SOURCE DOCUMENT —
^^^^^^^^
Bevolin Ashley, left, with pieces of her pottery and prospective buyer Anne Williams, who is also her pottery instructor.

BEVOLIN Ashley, a Jamaican living in Silver Spring, Maryland, began taking pottery lessons after leaving work in the evenings as much to channel her creative skills as to use her spare time profitably.

Now she is hooked on pottery, and happily discovering its aesthetic possibilities and therapeutic and fulfilling effects.

Every winter for the last couple of years, Ms. Ashley has joined other first-rate potters in her community in displaying their work at the annual pottery sale held in Langley Park Community Centre, Langley Park, Maryland.

But let her tell her story.

"My first love was to learn to play the piano. I started that but couldn't cope at the advanced level. So I paid for my nephew's first piano lessons in the hope that he would learn fast and then teach me at a slower pace at home.

"Dwayne is now a big-time pianist and I still haven't learned to my satisfaction, to play the piano, but it still remains my goal."

According to Ms Ashley, she thought: "What next?"
^^^^^^^^
DATA BLOCK —
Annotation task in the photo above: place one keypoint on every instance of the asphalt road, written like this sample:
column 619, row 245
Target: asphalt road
^^^^^^^^
YOUR TASKS —
A. Where is the annual pottery sale in the article about Bevolin Ashley held?
B. According to the article about Bevolin Ashley, why did she pay for her nephew's first piano lessons?

SOLUTIONS FOR EACH TASK —
A. At Langley Park Community Centre, Langley Park, Maryland.

B. She had started learning piano but couldn't cope at the advanced level. She hoped her nephew would learn fast and then teach her at a slower pace at home.